-- AVAILABLE DATA follows --
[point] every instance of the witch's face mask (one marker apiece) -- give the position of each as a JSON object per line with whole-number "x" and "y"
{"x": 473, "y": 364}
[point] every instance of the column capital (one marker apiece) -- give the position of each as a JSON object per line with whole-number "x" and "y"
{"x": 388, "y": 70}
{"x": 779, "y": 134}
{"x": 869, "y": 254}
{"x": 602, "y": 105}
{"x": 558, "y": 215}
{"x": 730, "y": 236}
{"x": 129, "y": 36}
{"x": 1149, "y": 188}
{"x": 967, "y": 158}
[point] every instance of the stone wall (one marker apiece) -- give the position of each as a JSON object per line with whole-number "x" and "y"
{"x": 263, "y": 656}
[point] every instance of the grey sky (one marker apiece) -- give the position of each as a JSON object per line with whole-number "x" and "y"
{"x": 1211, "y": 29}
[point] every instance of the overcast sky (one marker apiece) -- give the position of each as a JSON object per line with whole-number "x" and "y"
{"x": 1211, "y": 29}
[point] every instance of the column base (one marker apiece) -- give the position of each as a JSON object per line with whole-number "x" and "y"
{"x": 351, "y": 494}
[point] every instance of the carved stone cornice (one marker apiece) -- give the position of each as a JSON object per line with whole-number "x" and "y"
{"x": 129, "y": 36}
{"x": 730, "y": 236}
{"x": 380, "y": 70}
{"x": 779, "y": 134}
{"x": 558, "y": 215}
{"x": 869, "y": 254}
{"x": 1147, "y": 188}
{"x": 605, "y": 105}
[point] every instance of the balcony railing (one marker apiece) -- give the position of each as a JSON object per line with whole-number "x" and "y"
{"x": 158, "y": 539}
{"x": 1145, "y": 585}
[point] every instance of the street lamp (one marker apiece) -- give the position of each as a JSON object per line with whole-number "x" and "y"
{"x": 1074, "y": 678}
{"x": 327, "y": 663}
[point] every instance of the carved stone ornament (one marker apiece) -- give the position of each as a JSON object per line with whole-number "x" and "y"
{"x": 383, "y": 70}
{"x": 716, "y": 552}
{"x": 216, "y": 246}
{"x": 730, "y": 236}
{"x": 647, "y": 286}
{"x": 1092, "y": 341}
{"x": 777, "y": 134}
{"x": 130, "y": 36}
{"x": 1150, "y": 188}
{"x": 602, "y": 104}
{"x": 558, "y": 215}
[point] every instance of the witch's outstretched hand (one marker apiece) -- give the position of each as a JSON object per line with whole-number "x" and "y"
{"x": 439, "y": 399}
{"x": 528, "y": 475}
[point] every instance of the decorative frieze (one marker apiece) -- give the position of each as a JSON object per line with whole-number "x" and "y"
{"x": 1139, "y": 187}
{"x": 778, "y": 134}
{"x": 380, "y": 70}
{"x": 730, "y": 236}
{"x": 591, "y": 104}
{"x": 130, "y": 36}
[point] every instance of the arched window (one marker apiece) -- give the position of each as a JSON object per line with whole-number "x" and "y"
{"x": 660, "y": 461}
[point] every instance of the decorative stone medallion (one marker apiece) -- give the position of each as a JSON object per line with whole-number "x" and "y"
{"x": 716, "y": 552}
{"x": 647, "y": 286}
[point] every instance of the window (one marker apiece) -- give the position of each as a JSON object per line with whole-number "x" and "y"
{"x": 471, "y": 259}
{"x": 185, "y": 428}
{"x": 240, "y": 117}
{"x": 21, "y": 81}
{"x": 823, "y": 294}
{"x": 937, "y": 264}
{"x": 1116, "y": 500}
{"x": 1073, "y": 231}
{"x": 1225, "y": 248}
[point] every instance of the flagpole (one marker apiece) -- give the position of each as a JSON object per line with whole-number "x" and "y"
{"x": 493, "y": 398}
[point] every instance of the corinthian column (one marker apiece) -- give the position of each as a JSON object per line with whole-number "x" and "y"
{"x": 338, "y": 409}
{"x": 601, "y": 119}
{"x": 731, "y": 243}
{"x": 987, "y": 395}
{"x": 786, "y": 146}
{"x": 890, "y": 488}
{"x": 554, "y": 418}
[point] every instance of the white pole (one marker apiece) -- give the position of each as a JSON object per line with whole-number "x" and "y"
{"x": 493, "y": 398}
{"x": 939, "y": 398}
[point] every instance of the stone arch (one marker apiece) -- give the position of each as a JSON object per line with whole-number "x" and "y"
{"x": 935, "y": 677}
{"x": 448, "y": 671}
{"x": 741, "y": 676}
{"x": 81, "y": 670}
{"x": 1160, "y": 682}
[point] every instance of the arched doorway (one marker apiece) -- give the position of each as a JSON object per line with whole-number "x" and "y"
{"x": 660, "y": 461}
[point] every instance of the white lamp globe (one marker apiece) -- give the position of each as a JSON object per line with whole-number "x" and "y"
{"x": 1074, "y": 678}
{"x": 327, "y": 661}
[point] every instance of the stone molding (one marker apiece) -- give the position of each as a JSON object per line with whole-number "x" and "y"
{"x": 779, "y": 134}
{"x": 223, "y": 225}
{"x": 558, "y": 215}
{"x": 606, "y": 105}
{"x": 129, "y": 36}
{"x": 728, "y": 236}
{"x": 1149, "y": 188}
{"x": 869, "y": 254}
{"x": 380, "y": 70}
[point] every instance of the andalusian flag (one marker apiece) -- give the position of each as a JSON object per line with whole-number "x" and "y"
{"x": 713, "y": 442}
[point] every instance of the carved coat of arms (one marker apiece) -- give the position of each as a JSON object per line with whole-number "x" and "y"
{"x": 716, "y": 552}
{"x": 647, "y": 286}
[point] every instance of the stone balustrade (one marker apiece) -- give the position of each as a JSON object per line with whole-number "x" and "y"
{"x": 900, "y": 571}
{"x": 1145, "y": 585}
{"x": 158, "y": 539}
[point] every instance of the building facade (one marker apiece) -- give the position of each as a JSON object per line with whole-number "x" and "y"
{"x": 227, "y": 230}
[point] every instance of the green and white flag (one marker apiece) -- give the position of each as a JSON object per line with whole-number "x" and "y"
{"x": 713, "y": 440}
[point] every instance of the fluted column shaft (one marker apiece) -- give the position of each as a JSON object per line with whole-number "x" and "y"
-- AVAILABLE DATA concluded --
-- AVAILABLE DATA follows --
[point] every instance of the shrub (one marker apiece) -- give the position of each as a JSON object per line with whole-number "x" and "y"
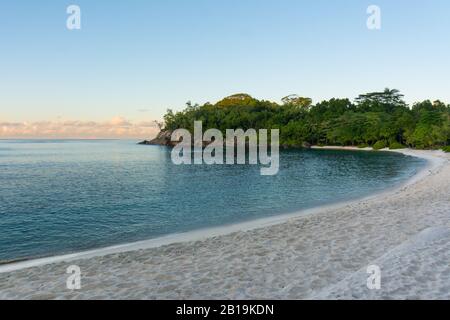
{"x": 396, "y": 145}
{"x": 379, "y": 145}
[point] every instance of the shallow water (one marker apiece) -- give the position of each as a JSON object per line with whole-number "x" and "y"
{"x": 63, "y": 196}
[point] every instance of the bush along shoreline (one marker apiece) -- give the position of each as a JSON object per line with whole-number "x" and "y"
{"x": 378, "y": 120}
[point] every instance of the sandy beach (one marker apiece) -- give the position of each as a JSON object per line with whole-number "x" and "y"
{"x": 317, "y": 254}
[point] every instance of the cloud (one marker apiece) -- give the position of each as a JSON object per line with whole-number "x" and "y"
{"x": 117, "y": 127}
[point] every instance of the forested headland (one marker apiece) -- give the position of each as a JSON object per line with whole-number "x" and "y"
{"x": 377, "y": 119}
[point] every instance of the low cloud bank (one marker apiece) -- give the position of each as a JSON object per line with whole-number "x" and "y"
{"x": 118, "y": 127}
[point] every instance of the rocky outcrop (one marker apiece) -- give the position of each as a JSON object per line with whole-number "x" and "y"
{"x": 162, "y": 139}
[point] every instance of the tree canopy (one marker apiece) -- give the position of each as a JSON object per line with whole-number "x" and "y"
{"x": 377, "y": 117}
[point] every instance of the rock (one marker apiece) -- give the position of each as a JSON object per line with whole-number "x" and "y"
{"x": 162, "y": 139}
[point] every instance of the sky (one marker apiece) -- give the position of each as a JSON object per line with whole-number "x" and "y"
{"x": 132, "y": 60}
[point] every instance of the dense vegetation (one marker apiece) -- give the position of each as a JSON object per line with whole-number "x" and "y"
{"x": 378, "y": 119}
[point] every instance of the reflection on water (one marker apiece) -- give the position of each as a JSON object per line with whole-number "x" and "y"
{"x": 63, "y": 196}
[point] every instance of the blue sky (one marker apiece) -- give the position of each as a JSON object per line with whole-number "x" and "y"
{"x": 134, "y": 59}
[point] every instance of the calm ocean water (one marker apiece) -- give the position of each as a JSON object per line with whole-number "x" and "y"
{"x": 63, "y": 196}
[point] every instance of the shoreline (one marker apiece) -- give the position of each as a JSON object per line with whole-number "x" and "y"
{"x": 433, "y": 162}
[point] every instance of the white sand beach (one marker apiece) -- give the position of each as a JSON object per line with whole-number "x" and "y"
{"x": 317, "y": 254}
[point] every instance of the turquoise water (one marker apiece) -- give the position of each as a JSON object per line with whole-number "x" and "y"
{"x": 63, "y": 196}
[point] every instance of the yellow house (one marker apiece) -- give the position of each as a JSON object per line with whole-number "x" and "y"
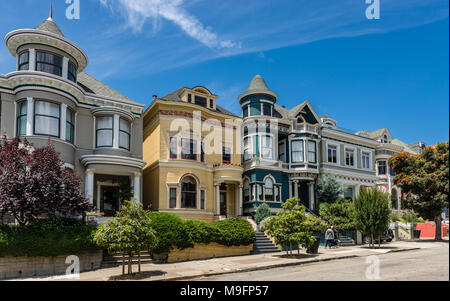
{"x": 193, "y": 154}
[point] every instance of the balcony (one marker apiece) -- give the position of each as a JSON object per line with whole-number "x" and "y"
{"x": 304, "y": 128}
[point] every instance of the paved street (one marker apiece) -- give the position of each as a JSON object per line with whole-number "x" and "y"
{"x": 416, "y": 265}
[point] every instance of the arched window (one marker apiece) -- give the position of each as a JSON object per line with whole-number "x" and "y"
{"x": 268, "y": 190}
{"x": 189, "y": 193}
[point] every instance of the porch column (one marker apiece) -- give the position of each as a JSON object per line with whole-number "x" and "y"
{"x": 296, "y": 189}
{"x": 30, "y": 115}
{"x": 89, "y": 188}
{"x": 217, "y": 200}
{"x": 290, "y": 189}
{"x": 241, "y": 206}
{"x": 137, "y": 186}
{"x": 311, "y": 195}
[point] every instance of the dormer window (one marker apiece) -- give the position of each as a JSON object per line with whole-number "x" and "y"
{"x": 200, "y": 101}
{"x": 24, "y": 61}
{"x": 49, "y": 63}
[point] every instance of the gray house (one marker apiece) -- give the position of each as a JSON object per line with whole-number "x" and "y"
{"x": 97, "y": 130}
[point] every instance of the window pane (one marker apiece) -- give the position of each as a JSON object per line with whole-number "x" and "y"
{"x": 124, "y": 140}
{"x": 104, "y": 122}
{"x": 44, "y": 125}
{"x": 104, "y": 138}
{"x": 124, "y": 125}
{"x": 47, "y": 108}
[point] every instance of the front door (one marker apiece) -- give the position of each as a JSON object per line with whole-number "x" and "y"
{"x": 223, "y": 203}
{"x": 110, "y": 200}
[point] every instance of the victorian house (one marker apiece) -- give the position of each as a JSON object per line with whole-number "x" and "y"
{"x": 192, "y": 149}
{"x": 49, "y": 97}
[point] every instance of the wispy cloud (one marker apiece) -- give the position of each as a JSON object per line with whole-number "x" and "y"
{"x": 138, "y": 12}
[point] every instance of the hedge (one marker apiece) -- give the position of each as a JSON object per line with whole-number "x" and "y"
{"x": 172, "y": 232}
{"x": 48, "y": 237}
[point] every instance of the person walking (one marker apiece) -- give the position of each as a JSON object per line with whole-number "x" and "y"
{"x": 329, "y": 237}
-- AVAILABLE DATA concluded --
-- AVAILABLE DATA follows --
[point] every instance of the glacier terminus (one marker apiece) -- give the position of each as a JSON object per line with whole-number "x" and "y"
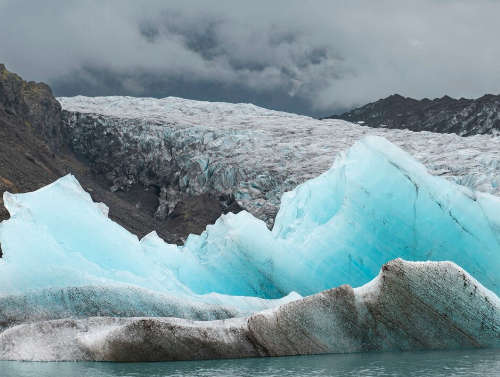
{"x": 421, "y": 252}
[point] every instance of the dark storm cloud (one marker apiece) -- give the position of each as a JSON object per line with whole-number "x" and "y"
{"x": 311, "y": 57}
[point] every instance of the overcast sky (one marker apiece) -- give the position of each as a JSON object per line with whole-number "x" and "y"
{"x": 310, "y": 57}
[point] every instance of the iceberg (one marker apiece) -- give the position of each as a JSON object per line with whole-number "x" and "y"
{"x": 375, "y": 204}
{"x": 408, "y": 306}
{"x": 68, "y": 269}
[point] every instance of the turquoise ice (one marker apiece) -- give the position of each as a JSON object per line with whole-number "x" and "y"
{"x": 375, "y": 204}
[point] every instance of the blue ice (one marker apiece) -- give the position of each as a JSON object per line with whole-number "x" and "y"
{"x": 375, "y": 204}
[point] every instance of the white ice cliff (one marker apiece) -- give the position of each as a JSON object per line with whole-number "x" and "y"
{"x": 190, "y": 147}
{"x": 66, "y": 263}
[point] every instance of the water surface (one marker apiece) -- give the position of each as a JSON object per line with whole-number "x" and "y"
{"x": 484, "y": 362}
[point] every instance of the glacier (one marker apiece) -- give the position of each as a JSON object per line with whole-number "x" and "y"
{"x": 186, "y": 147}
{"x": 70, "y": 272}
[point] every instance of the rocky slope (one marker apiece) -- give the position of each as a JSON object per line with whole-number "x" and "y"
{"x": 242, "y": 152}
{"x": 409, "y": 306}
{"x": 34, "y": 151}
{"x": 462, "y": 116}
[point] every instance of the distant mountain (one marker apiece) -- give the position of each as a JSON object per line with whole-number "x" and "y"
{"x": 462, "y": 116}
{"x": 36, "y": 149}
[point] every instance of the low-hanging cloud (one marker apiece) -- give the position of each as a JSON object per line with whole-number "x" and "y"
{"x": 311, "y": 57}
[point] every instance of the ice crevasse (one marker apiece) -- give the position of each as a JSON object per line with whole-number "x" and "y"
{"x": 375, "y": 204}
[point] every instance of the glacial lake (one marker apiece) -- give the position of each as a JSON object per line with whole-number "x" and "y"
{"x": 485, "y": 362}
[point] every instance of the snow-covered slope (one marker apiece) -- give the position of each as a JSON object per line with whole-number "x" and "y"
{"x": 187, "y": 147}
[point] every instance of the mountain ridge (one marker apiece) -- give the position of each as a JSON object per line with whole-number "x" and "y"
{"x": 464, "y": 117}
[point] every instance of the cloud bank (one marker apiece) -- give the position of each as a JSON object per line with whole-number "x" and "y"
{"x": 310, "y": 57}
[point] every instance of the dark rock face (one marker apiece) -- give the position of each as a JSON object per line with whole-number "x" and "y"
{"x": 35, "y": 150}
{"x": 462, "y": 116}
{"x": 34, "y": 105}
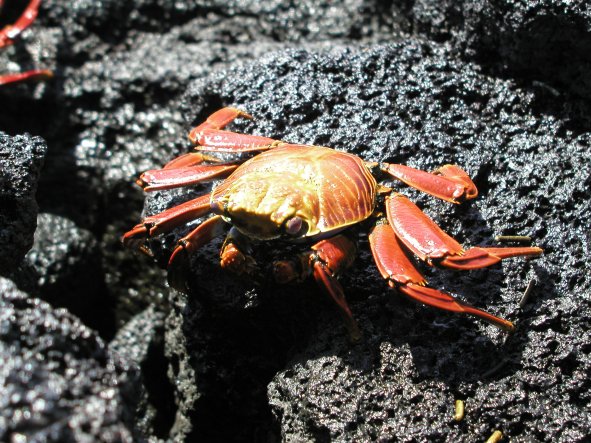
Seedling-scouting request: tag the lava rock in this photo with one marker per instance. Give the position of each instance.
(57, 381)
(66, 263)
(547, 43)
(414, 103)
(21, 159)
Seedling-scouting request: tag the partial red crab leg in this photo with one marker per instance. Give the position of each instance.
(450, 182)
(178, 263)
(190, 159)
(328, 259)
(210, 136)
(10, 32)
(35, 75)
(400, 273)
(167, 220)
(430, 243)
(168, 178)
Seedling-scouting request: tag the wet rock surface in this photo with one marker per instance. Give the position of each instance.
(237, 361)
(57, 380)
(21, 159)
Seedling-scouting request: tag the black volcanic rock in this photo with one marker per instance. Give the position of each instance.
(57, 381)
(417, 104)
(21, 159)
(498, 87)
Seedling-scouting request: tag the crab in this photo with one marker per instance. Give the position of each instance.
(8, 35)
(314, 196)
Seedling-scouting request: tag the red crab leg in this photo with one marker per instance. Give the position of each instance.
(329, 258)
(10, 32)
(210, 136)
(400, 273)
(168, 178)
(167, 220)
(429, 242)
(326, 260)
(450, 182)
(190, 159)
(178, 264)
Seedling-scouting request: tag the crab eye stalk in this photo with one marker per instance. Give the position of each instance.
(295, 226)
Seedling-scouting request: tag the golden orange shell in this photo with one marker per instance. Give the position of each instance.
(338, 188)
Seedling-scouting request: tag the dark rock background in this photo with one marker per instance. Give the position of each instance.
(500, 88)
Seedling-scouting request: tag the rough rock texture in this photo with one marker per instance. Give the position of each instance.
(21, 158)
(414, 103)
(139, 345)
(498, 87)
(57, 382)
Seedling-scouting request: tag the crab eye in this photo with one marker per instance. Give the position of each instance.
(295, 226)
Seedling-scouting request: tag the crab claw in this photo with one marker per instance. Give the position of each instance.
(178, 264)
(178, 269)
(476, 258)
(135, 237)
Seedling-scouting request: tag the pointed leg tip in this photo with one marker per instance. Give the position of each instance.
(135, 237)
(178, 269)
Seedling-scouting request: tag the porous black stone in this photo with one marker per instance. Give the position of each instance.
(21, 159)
-- AVAILABLE DATA concluded --
Give only the lines from the one holding "[point] every instance of the andalusian" through the one holding "[point] every instance of the fluted", each restated exactly as it appears above.

- RESPONSE -
[point] every instance of the andalusian flag (one marker apiece) -- give the position of each as a JSON object per line with whole-number "x" and "y"
{"x": 713, "y": 442}
[point] every instance of the carved coat of arms (one marker apiece) -- give the position of each as a JSON object per line with whole-number "x" and "y"
{"x": 716, "y": 552}
{"x": 647, "y": 286}
[point] every instance of the stone balustrade (one marker apiece) -- give the position of each as a JSON object per line with whole-number "x" and "y"
{"x": 900, "y": 571}
{"x": 1145, "y": 585}
{"x": 158, "y": 539}
[point] every instance of the building facade (one marker apiece) -- give the position of each as a JSON object per line with whole-number "x" and "y"
{"x": 227, "y": 230}
[point] every instance of the green and white flag (one marker apiece) -- give the position of each as a JSON object per line with whole-number "x" and "y"
{"x": 713, "y": 440}
[point] every instance of the fluted column shaft (one marker apiece) -- give the position of each as a JSON object per line with whole-number "x" and "y"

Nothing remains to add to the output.